> [Exercise goal]: Write the entries out exactly. Any images they hold stay out of the copy.

=== Begin Enclosure ===

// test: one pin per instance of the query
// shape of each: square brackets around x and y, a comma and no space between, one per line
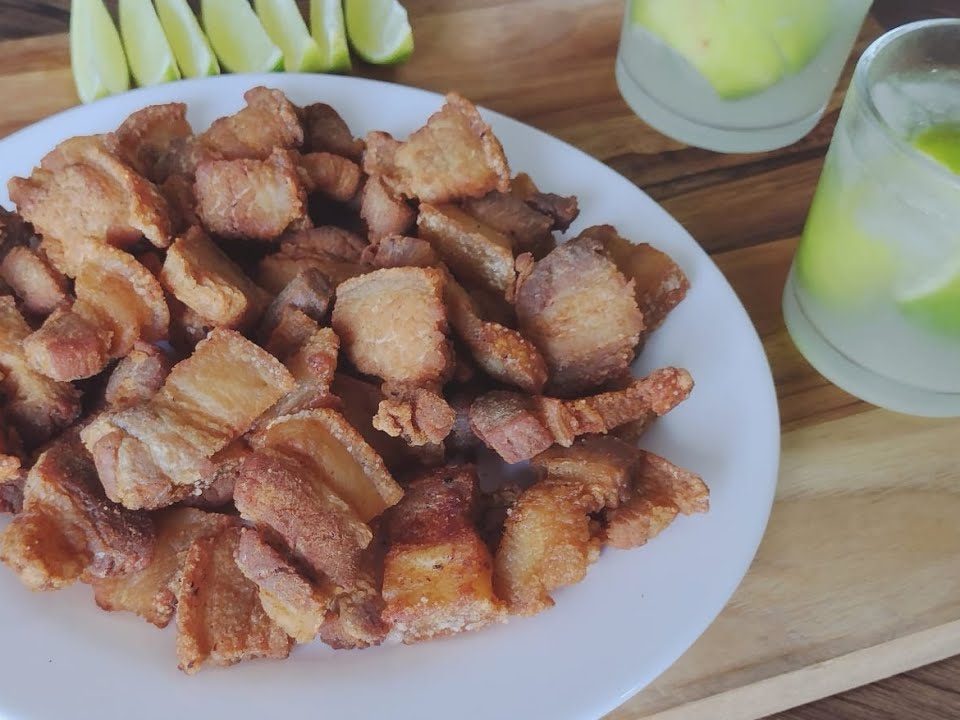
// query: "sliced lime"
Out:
[327,28]
[96,53]
[148,52]
[190,46]
[238,38]
[379,30]
[285,26]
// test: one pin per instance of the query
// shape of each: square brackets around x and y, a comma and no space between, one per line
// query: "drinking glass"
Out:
[873,296]
[734,75]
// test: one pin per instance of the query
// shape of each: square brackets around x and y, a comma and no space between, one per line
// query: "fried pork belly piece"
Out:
[119,301]
[660,490]
[518,427]
[204,279]
[580,311]
[153,454]
[67,529]
[546,543]
[392,324]
[252,199]
[145,136]
[336,455]
[138,376]
[298,606]
[476,253]
[504,354]
[382,212]
[419,415]
[36,406]
[319,528]
[330,175]
[82,196]
[151,591]
[268,121]
[603,466]
[219,616]
[326,131]
[40,287]
[400,251]
[507,213]
[455,155]
[658,282]
[438,573]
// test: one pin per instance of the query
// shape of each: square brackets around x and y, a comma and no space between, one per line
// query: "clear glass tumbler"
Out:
[734,75]
[873,297]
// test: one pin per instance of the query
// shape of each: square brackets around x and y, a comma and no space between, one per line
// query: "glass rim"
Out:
[860,87]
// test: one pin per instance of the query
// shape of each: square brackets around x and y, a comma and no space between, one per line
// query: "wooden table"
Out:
[859,575]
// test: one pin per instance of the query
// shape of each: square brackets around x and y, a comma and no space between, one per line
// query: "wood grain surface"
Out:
[858,577]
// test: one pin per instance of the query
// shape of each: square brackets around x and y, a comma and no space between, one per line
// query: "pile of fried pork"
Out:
[246,374]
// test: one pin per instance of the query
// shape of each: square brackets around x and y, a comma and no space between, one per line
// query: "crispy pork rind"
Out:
[219,616]
[203,278]
[659,491]
[138,376]
[580,311]
[658,282]
[476,253]
[326,131]
[455,155]
[546,543]
[36,406]
[503,353]
[421,416]
[251,199]
[518,426]
[281,496]
[67,529]
[82,195]
[330,175]
[335,455]
[153,454]
[269,121]
[294,603]
[437,577]
[145,136]
[392,324]
[40,287]
[151,591]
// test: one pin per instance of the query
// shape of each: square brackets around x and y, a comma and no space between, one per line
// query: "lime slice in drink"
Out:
[96,53]
[190,46]
[326,26]
[148,52]
[285,26]
[238,38]
[379,30]
[935,303]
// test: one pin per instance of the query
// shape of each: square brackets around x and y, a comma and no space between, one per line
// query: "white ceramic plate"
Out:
[634,615]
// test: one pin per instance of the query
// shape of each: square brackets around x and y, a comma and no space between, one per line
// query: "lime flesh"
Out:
[151,59]
[96,53]
[379,30]
[284,24]
[190,46]
[238,38]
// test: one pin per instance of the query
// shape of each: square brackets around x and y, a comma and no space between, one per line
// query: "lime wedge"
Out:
[238,38]
[96,54]
[148,52]
[285,26]
[942,143]
[326,26]
[379,30]
[190,45]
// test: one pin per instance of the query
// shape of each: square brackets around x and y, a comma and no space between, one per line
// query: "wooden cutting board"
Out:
[858,577]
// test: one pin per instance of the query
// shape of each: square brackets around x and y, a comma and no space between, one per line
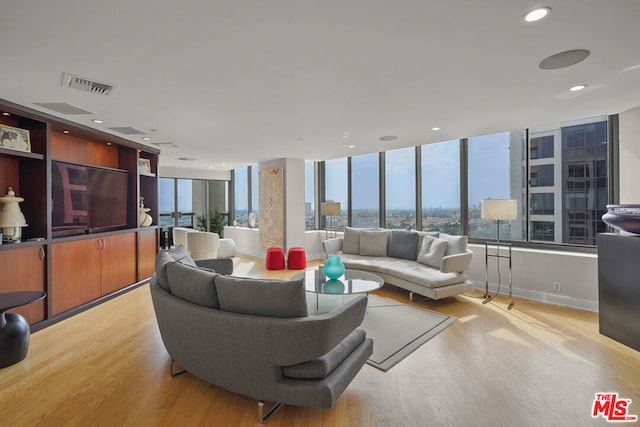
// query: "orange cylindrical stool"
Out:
[275,259]
[296,259]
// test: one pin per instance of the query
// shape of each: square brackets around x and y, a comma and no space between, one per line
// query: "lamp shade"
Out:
[499,209]
[330,208]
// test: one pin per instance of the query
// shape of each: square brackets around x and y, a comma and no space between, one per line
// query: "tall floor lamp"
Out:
[330,209]
[505,210]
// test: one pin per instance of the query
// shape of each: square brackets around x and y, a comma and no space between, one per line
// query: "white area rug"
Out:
[397,329]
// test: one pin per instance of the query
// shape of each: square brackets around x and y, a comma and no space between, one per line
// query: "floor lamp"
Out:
[329,209]
[505,210]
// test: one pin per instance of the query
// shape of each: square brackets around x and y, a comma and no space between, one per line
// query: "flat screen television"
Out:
[87,199]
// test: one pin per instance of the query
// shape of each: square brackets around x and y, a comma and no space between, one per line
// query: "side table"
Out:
[14,329]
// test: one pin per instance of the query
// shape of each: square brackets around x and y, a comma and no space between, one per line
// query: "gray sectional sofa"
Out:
[255,337]
[427,263]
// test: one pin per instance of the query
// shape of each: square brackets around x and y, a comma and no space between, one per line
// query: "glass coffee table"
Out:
[350,283]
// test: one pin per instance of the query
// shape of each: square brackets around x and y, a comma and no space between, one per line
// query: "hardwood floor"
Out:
[536,365]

=== End Enclosure ===

> [Answer for this exercise]:
// test: one pin per instance of the query
// shape of each: square brackets around x and y, a comma and no space between, one per line
// query: "sliced lime"
Out:
[327,28]
[96,53]
[148,52]
[190,46]
[238,38]
[379,30]
[285,26]
// test: one pin per instance of the query
// shape of each: square brackets around x and y, a comma and no space between, one per line
// query: "drinking glass"
Out:
[873,296]
[734,75]
// test: one pin per instance of the query
// shape of each: square brackets around x and y, a comma and no space between, one per line
// query: "fried pork belly piece"
Out:
[119,301]
[660,490]
[518,427]
[204,279]
[580,311]
[153,454]
[67,529]
[546,543]
[392,324]
[252,199]
[145,136]
[336,455]
[138,376]
[298,606]
[476,253]
[504,354]
[382,212]
[419,415]
[36,406]
[319,528]
[330,175]
[82,196]
[151,591]
[268,121]
[603,466]
[219,616]
[326,131]
[40,287]
[400,251]
[507,213]
[455,155]
[658,282]
[438,573]
// test: one pin per instance of the query
// shape of each: square brackets around x and y, a comma and no space between, one per line
// query: "clear glass tumbler"
Out:
[734,75]
[873,297]
// test: one pin per instance of the query
// shape of each: square brackets around x and y, a comma and no space between, one per line
// query: "glass rim"
Out:
[860,87]
// test: one pin per instance of the query
// shape of each: square brackets around x and y, a comma and no space between, one per line
// query: "wooden table"
Out:
[859,575]
// test: one pin per instance of the query
// shape of each: square brackets around x and y, a comma and no space between, one per line
// query: "wood grain surface"
Out:
[858,577]
// test: one pin per instance of the query
// shape of each: square brackets around x and y, a comma and no space between, one per line
// query: "pile of fried pork"
Out:
[246,374]
// test: one pin per instance of the query
// shape of each: square brackets around x and y, a comma and no space between, one per line
// query: "crispy pork rind"
Out:
[219,616]
[203,278]
[659,491]
[138,376]
[580,311]
[658,282]
[476,253]
[326,131]
[455,155]
[546,543]
[36,406]
[503,353]
[421,416]
[251,199]
[518,426]
[281,496]
[67,529]
[82,195]
[330,175]
[335,455]
[153,454]
[269,121]
[294,603]
[437,577]
[145,136]
[392,324]
[40,287]
[151,591]
// test: one pin per instance of the query
// shape of each: square brackets around x and y, a comma and no space between, one per line
// query: "lime slice in drink"
Out:
[96,53]
[190,46]
[326,26]
[148,52]
[285,26]
[238,38]
[379,30]
[935,303]
// test: one pin per instance of the query
// shape of each: square brackets around x and y, a comma and no space between, one per line
// query: "white ceramic plate"
Out:
[634,615]
// test: one pin per instance of the query
// shape of each: square brackets around x and y, a comma and no space between, one per line
// query: "lime flesh"
Out:
[151,59]
[96,53]
[379,30]
[284,24]
[190,46]
[238,38]
// test: one pin per instance of the query
// shape of each: square brackets around x and y, a comma and no space between, one per line
// query: "lime wedge"
Out:
[238,38]
[96,54]
[148,52]
[285,26]
[942,143]
[326,26]
[379,30]
[190,45]
// test: one pin per instance of the query
// shape of each: square brackets around x and y, a comma and no space between, one per line
// query: "wooden cutting board"
Out:
[858,577]
// test: one pin per instance of the query
// shape of each: square brackets around x and y, a comma and no space between, one per line
// query: "orange cylindrical stool"
Out:
[275,259]
[296,259]
// test: one pin per instance of the query
// shape of each: square brackets around x and y, a comma and no space between, one per line
// query: "lamp shade"
Out:
[499,209]
[330,208]
// test: one pin per instance of the query
// shape of each: square brackets around x and y, a comma and no space between, one per line
// query: "tall floor lamp"
Out:
[330,209]
[505,210]
// test: one pin per instance of the query
// shape of each: square brackets around x and y, a comma and no space between, one per line
// query: "white area rug"
Out:
[397,329]
// test: one pin per instance of the query
// shape of each: square brackets around x and y, a comma and no space between, one per line
// query: "floor lamp"
Out:
[329,209]
[505,210]
// test: one pin per instance of the query
// shape of each: square brackets around x and y, a comma and no space between, one per line
// query: "flat screen television"
Out:
[87,199]
// test: one pin per instance of the query
// shape of each: square brackets around x and y, a comma and no space between, one per line
// query: "side table"
Out:
[14,329]
// test: one pin per instance of the query
// shape of each: square brackets around x and y, a comma and no space between, one per line
// query: "gray sectional sofa"
Out:
[255,337]
[427,263]
// test: one pin per instance of the query
// shape of each: square brackets around x and y, a comma and no space between, one per line
// query: "glass coffee table"
Out:
[350,283]
// test: one pin per instance of the query
// shape of each: square brackets around x and y, a comma and no space between, one per line
// query: "hardwood floor"
Out:
[536,365]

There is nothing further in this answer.